**Work task:**
The result should be every line that contains the word "pixel", taken from the material.

[[ The records open ]]

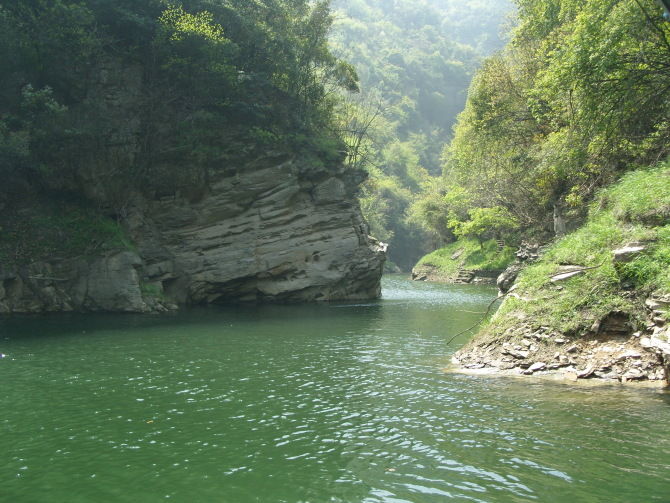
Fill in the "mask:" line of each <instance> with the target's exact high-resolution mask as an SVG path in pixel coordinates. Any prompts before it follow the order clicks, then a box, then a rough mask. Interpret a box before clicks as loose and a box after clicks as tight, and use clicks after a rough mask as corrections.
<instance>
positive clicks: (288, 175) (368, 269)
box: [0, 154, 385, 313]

[[ The records closed ]]
[[ The records open ]]

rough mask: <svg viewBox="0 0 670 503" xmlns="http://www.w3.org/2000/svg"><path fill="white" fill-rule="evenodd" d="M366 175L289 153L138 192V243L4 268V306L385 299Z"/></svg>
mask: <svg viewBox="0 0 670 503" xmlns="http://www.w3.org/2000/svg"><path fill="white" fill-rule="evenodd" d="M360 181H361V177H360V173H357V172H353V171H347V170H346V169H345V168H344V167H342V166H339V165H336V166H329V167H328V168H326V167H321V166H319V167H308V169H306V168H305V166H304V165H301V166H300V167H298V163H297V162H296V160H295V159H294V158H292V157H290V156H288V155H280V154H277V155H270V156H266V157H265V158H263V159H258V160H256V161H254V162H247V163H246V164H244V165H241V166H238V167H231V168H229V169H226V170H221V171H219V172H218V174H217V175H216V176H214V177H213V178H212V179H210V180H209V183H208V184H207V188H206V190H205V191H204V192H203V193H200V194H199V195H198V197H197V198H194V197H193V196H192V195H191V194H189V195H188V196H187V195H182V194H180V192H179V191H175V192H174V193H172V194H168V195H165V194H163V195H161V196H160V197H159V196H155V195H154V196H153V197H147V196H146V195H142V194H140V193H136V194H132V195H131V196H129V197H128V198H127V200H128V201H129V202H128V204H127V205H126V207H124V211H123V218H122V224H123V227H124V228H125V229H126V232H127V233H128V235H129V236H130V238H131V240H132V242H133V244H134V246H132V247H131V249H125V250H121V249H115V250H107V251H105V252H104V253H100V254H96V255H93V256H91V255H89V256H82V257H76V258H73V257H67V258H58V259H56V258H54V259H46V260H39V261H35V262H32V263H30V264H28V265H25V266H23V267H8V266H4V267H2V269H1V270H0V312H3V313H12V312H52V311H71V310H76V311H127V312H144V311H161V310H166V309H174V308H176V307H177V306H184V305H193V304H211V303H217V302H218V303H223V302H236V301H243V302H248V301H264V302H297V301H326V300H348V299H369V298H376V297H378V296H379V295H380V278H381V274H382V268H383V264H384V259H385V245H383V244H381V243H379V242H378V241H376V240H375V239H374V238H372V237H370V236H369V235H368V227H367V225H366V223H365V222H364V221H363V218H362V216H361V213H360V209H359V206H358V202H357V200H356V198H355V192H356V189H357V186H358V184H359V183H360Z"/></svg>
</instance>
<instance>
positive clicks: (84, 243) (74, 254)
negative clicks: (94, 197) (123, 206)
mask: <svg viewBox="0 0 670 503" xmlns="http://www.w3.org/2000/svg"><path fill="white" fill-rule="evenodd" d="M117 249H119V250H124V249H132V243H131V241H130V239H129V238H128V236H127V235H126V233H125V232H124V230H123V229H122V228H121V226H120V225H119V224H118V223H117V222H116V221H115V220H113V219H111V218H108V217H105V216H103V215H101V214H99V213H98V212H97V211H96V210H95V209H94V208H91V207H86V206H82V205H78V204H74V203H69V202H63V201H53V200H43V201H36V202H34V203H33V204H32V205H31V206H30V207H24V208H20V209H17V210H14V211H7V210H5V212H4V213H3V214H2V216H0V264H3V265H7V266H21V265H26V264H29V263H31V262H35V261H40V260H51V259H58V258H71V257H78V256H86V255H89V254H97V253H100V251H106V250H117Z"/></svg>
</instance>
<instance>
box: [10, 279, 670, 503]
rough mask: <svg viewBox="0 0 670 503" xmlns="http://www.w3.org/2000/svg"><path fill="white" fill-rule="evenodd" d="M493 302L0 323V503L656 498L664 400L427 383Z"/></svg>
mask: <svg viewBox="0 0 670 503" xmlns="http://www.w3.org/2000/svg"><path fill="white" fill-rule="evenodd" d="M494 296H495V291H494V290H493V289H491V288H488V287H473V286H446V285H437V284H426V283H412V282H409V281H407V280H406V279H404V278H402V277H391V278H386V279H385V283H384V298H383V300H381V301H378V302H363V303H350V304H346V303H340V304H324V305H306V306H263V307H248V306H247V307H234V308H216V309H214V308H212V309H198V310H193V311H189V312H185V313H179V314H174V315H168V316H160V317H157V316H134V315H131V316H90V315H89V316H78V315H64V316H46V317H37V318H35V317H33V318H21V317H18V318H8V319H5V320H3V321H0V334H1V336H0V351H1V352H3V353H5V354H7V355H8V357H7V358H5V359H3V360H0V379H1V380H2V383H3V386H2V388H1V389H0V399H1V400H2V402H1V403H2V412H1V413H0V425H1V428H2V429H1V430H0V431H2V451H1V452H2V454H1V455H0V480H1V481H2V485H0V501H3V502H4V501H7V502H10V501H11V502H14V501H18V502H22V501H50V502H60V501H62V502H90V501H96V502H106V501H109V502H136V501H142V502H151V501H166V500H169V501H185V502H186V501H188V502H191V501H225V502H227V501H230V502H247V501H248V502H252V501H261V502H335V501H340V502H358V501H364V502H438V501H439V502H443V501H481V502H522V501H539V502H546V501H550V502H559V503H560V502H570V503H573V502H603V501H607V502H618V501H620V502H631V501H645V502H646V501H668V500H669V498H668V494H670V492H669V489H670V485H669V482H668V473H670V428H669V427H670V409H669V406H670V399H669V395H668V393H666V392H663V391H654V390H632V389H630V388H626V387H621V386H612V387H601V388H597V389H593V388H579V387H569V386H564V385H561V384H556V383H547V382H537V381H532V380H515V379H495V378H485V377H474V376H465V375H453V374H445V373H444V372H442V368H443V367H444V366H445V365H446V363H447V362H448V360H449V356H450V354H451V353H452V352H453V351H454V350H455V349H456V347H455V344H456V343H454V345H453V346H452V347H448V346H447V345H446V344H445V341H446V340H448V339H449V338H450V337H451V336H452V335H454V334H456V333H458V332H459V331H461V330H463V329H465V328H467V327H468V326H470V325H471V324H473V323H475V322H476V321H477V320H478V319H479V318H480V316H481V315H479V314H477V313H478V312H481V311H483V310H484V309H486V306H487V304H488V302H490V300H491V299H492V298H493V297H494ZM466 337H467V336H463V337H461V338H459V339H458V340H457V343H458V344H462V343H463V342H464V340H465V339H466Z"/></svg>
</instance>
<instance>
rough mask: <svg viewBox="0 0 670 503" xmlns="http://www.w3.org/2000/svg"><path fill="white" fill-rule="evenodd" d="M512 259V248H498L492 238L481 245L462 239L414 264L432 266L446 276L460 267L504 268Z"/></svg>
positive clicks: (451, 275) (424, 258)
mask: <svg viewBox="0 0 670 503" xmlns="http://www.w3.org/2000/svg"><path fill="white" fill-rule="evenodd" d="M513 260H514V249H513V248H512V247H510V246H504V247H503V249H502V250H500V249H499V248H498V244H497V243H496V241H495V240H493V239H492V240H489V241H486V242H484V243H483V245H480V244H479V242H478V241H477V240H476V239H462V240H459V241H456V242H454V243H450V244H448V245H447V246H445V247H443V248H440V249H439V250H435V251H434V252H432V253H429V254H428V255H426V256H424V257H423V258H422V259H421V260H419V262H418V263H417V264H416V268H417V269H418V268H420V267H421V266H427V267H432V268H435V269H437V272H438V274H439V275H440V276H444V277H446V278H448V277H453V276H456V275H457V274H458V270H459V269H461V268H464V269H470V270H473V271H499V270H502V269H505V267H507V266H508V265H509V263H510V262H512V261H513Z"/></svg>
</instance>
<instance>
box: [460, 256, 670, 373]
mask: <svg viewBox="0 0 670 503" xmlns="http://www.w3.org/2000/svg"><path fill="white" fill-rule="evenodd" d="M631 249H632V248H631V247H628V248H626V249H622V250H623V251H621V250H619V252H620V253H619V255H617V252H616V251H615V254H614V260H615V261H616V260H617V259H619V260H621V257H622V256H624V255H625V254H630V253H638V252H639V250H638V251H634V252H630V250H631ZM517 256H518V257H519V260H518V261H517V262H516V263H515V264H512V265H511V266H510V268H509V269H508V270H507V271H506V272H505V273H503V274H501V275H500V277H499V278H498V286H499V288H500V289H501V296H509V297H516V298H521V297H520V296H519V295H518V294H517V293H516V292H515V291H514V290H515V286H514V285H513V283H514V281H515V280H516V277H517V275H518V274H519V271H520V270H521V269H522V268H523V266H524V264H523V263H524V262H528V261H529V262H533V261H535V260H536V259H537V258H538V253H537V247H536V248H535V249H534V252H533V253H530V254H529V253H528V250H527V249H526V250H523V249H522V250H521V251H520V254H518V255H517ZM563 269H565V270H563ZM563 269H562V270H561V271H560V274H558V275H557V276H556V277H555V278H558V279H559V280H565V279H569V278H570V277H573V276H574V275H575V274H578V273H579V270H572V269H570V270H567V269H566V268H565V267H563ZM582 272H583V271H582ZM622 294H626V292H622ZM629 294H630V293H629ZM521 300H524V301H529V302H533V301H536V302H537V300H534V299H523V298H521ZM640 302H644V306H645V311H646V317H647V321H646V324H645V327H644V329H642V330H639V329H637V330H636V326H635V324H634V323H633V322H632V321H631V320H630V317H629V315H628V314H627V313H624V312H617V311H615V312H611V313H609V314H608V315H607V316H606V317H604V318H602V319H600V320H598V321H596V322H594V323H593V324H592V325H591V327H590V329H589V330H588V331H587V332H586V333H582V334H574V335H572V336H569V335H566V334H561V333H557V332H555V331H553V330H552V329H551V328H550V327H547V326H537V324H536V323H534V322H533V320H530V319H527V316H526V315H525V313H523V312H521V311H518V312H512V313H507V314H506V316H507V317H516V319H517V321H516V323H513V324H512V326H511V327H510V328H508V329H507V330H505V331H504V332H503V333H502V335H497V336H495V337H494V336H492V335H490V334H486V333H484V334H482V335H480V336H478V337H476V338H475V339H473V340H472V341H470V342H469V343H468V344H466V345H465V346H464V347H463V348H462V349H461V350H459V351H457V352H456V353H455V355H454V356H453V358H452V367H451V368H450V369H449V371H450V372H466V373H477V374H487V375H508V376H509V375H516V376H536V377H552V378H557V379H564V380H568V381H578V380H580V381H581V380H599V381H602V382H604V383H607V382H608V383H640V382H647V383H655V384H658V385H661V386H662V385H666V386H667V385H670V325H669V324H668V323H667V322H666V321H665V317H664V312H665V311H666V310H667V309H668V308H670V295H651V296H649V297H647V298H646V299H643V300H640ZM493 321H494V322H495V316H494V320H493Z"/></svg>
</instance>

[[ The records closed ]]
[[ The records open ]]

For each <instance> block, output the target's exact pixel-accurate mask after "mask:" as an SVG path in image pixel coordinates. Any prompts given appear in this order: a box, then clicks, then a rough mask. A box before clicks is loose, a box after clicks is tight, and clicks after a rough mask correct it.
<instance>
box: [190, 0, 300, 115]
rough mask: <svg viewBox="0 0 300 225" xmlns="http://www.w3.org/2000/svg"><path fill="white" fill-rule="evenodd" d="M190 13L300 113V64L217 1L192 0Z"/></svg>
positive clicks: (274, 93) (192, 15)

[[ The records closed ]]

**Written response:**
Fill in the "mask:" line of each <instance> with the target's exact high-resolution mask as an SVG path in pixel coordinates. Any prompts before it follow the order clicks, then a box, then a rough mask. Interpret a box before clicks as loose and a box after clicks as tight, and use clicks after a rough mask as corrections.
For each <instance> block, output the target's exact pixel-accurate mask after "mask:" as an SVG path in image pixel coordinates. Any prompts given appear in this order: a box, then clicks, then a rough mask. A box before clicks is loose, a box after clicks is tight, and clicks after a rough mask correct it.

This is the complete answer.